▸ **Consignes**:
1) Extrayez du passage cité, sans aucune modification, le segment qui commence aux mots « Quand vous n'osez » et s'arrête après les mots « en Barbarie ? ».
2) Répondez brièvement aux questions suivantes d'après le passage cité :
(a) Depuis quand les âmes des pères sont-elles dans un état de souffrance ?
(b) De quelle manière Dieu juge-t-il les globes ?
(c) Quelles deux âmes sont nommées comme réduites au même sort dans l'autre monde ?

▸ **Passage cité**:
________________________

Quand vous n'osez croire que Dieu vous ait préparé dès cette vie un immense bonheur, quelle est votre inconséquence de penser qu'il vous réserve dans une autre vie plus de jouissances que dans celle-ci ? Si vous supposez que sa bonté soit temporaire, qu'il diffère à plaisir de vous rendre heureux, êtes-vous assurés que votre mort sera le terme de ses délais, et que votre âme au sortir de cette vie ne passera pas dans un nouveau séjour d'iniquité, où les méchants triompheront comme en Civilisation et en Barbarie ?

J'ai à ce sujet une fâcheuse vérité à vous apprendre, c'est que les âmes de vos pères sont depuis le commencement du monde dans un état de souffrance. Vos âmes participeront après le trépas au mal être des défunts, et cette proscription de Dieu contre les trépassés, durera autant que durera l'ordre civilisé, barbare et sauvage. Un tel décret doit vous sembler fort injuste au premier aperçu, mais avant d'en connaître les motifs de Dieu ((que je ne puis pas vous exposer dans le premier mémoire où il serait prématuré de vous expliquer les théories générales de Dieu sur l'immortalité et les destins futurs, avant de vous avoir fait connaître quels doivent être nos destins en ce monde)) ((A peine ce premier mémoire suffira-t-il à vous donner une esquisse de vos destinées en cette vie mortelle, il n'est donc pas encore temps de parler de l'autre)) et saisissez là-dessus le peu que je vous laisserai entrevoir dans ce premier mémoire où je ne puis m'étendre sur un pareil sujet. Considérez d'abord que Dieu n'étant pas un être compatible avec les demi-mesures, il n'y a pas de terme moyen à obtenir de lui. Nous serons ou comblés de délices en cette vie et en l'autre, dès que nous organiserons l'ordre combiné, ou écrasés de tortures en cette vie et en l'autre tant que durera le chaos civilisé, barbare et sauvage. Sachez que Dieu juge les globes en masse sans distinction des bonnes ou des méchantes créatures. Les âmes de Néron et de Socrate sont dans l'autre monde réduites au même sort, Dieu ne pouvant voir en nous tous que des rebelles tant que durera le chaos social.

________________________

▸ **Données présentées**:
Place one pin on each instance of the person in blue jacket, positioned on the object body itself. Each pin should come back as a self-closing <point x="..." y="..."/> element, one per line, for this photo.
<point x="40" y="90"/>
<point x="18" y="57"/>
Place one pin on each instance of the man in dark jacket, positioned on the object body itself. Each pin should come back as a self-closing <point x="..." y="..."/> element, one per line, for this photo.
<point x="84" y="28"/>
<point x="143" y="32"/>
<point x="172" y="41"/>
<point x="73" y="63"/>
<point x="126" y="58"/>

________________________

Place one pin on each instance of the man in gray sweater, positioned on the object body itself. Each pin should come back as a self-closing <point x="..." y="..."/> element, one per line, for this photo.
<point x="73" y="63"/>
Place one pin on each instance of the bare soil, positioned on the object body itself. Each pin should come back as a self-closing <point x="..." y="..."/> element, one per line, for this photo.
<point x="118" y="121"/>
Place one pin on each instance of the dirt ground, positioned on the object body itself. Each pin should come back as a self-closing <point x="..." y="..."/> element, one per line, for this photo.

________________________

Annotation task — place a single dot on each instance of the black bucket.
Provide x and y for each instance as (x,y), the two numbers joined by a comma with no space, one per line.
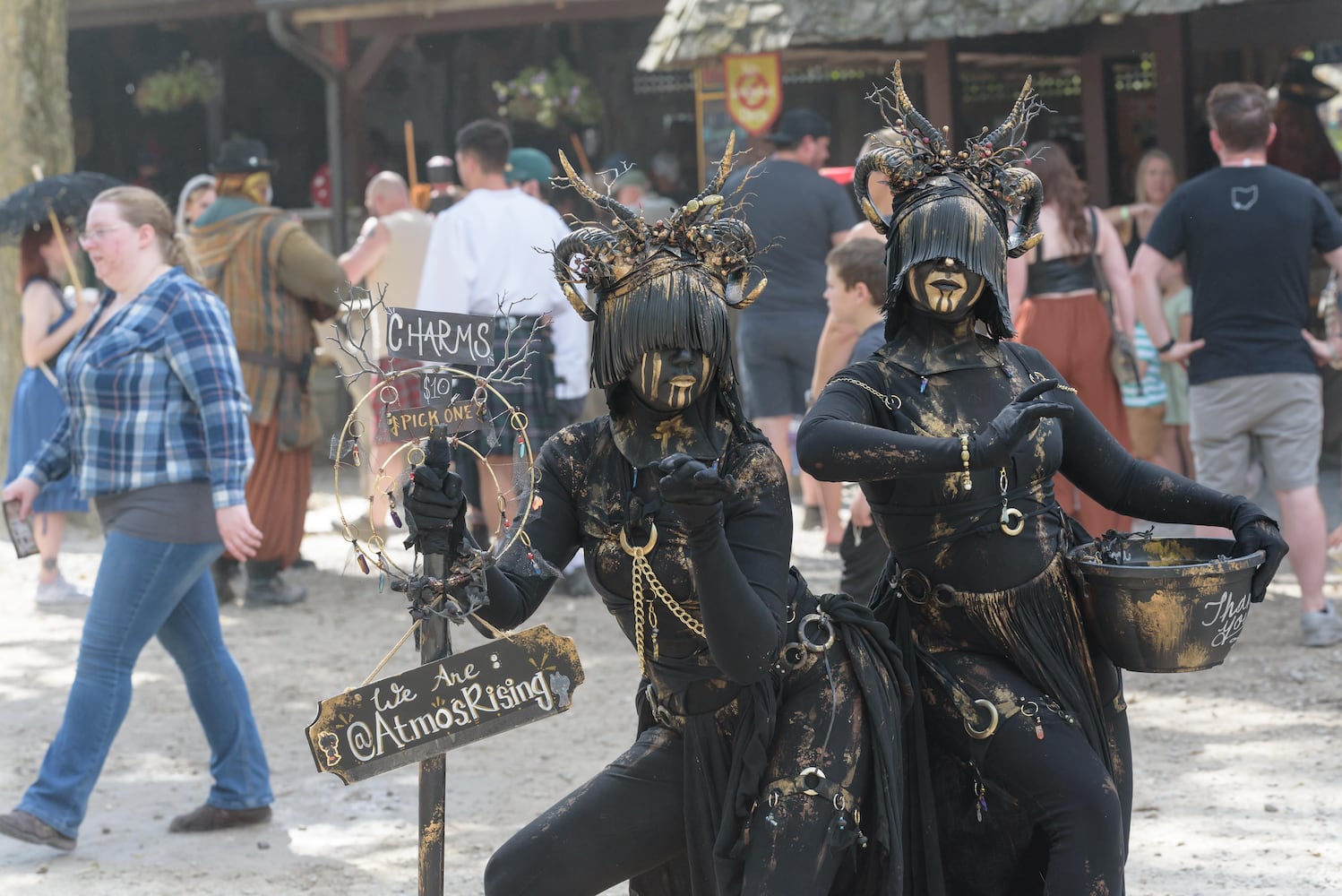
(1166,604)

________________________

▸ **Réponses complètes**:
1)
Quand vous n'osez croire que Dieu vous ait préparé dès cette vie un immense bonheur, quelle est votre inconséquence de penser qu'il vous réserve dans une autre vie plus de jouissances que dans celle-ci ? Si vous supposez que sa bonté soit temporaire, qu'il diffère à plaisir de vous rendre heureux, êtes-vous assurés que votre mort sera le terme de ses délais, et que votre âme au sortir de cette vie ne passera pas dans un nouveau séjour d'iniquité, où les méchants triompheront comme en Civilisation et en Barbarie ?

2)
(a) Depuis le commencement du monde.
(b) En masse, sans distinction des bonnes ou des méchantes créatures.
(c) Celles de Néron et de Socrate.